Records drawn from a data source
BEGIN

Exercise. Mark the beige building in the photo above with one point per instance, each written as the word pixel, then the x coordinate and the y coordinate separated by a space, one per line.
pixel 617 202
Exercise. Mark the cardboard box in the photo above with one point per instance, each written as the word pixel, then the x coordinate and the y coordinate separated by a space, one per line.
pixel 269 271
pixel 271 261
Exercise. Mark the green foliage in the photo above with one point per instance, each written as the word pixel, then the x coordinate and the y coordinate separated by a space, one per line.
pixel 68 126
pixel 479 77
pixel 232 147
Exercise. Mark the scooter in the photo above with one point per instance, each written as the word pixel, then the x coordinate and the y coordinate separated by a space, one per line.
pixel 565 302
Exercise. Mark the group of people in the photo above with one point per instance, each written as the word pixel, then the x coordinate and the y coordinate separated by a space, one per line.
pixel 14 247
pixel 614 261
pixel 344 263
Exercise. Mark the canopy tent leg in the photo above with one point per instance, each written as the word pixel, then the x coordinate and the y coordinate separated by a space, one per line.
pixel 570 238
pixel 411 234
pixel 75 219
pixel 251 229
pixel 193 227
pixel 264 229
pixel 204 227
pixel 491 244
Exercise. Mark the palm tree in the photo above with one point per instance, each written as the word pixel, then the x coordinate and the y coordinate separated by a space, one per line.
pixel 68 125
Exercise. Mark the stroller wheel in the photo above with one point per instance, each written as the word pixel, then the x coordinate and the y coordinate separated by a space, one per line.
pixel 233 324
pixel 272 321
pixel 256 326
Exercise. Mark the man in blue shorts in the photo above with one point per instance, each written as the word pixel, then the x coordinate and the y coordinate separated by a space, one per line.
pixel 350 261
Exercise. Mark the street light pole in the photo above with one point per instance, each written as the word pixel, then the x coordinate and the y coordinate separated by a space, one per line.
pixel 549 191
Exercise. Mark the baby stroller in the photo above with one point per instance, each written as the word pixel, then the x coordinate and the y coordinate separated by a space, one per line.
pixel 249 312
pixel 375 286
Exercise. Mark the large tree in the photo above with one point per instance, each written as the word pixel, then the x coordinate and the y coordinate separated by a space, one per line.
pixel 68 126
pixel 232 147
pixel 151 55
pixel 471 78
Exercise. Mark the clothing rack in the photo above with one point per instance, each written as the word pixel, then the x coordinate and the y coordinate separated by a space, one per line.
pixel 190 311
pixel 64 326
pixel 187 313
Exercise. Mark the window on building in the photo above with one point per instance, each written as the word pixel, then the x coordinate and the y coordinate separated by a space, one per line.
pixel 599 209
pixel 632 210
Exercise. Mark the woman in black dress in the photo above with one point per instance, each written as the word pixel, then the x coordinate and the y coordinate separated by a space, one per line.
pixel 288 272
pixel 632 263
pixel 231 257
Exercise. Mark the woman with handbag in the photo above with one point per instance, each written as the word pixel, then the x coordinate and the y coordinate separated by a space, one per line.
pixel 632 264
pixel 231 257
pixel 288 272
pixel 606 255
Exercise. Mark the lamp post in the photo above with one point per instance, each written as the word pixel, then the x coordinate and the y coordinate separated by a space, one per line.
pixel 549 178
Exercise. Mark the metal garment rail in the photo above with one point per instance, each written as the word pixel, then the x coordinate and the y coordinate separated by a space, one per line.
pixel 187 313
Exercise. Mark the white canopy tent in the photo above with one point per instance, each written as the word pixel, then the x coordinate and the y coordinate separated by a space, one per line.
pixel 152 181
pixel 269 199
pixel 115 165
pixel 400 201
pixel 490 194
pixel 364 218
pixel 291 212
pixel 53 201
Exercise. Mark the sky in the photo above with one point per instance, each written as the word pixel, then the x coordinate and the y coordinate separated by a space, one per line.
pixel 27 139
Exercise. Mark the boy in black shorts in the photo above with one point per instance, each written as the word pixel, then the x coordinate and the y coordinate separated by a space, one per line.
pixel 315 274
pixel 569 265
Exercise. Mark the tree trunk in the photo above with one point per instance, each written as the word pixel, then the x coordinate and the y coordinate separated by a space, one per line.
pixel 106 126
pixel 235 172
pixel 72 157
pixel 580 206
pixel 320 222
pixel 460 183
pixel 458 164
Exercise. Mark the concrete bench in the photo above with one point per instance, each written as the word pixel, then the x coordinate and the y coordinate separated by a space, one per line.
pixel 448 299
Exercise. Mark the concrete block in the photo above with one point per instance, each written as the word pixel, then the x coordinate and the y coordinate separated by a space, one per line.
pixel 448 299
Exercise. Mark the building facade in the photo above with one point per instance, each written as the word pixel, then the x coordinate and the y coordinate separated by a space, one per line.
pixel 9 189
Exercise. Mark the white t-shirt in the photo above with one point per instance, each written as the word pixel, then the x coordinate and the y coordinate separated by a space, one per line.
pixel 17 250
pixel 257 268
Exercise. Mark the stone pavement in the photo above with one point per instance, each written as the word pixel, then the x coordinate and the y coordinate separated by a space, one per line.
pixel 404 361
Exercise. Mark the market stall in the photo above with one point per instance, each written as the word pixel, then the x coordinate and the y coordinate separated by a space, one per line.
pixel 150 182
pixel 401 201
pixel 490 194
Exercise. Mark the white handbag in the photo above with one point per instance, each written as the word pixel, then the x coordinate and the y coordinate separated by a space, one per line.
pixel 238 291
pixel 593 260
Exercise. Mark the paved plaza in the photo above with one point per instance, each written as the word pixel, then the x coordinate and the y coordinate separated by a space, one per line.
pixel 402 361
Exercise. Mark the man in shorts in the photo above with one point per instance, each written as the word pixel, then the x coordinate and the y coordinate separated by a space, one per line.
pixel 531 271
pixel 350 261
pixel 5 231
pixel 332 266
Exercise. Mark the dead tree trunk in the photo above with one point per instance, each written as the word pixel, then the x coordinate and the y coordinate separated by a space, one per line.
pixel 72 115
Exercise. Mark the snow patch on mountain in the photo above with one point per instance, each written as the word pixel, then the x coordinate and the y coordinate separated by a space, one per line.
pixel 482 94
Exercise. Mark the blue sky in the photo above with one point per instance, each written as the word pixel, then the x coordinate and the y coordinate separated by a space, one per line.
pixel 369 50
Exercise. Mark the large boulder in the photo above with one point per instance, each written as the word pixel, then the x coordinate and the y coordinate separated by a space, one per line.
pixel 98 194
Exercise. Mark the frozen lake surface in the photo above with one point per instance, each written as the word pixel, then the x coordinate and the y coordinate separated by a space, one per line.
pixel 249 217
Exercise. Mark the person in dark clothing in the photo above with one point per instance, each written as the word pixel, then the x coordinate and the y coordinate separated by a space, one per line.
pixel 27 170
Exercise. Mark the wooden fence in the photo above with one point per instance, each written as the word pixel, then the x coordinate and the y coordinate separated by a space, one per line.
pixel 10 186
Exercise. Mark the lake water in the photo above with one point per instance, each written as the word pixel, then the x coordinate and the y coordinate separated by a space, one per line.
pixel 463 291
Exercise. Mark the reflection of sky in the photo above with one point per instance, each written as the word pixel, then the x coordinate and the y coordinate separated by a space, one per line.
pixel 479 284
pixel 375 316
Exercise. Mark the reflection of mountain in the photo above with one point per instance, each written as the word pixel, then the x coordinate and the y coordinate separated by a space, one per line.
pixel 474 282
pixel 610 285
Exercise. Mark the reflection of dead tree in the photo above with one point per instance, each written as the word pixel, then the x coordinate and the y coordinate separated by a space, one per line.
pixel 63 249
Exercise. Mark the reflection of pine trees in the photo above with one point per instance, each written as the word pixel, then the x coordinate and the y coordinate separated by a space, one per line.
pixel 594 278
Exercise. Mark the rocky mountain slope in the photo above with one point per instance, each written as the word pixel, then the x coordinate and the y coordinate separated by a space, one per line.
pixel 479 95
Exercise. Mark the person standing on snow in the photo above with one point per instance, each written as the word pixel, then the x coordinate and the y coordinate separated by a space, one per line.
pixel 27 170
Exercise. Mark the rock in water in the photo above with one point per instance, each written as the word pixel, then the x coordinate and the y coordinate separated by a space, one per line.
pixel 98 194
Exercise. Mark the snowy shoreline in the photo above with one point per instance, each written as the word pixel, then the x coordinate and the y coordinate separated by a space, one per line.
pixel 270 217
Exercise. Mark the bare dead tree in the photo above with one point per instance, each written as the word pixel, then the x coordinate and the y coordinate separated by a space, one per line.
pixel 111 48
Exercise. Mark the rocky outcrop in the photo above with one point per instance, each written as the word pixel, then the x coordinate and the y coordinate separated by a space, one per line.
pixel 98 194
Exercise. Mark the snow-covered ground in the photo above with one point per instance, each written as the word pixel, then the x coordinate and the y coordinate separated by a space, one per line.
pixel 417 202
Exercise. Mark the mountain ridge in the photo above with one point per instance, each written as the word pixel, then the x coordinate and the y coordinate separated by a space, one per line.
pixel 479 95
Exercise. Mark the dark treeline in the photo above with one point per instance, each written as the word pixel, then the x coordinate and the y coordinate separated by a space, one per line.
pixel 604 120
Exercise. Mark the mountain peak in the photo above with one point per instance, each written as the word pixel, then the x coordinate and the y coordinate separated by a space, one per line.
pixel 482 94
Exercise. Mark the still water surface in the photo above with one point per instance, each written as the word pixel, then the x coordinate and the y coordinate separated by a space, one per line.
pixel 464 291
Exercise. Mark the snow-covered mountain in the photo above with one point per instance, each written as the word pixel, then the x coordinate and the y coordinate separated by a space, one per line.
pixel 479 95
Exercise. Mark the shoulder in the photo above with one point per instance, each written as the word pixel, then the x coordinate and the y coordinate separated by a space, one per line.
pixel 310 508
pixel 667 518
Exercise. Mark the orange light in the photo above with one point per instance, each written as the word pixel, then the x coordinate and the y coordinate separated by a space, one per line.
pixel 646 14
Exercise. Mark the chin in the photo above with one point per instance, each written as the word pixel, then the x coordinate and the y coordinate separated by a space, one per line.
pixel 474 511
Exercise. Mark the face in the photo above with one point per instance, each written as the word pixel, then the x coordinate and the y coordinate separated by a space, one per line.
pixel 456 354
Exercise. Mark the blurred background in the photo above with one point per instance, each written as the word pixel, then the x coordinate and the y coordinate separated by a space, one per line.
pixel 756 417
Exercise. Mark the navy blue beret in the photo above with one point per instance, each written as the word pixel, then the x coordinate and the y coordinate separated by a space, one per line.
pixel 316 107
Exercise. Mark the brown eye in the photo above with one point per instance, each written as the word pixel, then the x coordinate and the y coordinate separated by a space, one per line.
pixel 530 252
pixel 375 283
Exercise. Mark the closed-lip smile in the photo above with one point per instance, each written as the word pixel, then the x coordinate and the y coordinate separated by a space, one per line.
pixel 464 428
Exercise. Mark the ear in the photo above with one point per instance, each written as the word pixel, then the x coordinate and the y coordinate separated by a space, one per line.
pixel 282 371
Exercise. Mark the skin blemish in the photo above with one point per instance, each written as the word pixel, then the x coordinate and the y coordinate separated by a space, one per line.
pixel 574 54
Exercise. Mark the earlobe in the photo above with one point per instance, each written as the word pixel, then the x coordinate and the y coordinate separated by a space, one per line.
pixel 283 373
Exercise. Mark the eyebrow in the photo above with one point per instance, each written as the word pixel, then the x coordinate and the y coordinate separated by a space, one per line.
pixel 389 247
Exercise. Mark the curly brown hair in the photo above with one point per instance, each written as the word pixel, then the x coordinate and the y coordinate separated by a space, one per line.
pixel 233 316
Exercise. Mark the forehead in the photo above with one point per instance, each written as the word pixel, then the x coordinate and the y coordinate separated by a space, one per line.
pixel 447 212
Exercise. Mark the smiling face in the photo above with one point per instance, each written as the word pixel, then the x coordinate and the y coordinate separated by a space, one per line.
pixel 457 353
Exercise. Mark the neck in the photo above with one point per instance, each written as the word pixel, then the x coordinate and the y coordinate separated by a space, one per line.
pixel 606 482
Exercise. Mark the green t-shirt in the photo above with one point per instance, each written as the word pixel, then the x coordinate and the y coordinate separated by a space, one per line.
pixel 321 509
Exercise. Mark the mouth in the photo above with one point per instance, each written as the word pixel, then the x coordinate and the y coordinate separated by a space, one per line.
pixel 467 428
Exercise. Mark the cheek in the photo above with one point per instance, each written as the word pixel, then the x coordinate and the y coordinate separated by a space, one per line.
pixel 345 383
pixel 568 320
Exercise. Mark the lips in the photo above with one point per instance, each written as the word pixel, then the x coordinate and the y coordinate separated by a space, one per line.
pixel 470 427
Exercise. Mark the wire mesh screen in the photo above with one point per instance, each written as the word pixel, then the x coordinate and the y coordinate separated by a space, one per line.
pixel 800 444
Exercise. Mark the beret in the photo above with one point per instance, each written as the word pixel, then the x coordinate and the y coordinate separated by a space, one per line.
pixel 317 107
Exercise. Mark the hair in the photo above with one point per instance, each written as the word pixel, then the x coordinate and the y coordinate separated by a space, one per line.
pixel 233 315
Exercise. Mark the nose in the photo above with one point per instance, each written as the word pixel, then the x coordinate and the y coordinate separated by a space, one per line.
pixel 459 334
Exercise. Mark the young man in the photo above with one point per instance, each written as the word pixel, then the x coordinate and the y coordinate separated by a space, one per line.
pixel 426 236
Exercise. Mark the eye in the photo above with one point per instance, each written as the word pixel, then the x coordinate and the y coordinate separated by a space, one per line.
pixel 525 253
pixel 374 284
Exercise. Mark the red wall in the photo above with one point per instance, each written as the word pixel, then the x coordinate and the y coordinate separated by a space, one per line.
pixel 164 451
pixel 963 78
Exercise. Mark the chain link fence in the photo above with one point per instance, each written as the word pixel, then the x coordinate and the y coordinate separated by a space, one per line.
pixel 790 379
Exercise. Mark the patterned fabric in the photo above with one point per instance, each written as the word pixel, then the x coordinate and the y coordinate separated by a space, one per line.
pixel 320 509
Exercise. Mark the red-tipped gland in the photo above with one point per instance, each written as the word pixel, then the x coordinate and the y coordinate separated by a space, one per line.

END

### [Your task]
Copy the stretch of the records above from the line containing "Exercise. Mark the hair" through the line containing "pixel 963 78", character for character, with both of those lines included.

### [Solved problem]
Exercise. Mark the hair in the photo above with one point per instance, each written as the word pixel, then the x coordinate and the y coordinate separated by a space, one per line.
pixel 233 315
Exercise. Mark the nose in the photo above with one point per instance, each written as the word pixel, then the x coordinate and the y coordinate separated by a space, one per line.
pixel 459 334
Exercise. Mark the young man in the photo above with one point per instance, each written as the word pixel, then the x coordinate and the y coordinate separated by a space, one per line.
pixel 426 236
Exercise. Mark the eye in the photo above with one point per instance, each written as the word pixel, then the x coordinate and the y coordinate separated by a space, one per line.
pixel 525 253
pixel 374 284
Exercise. Mark the red wall in the photo above with one point per instance, each written as the word pixel, then the x coordinate and the y coordinate separated by a space, one per line.
pixel 164 451
pixel 963 78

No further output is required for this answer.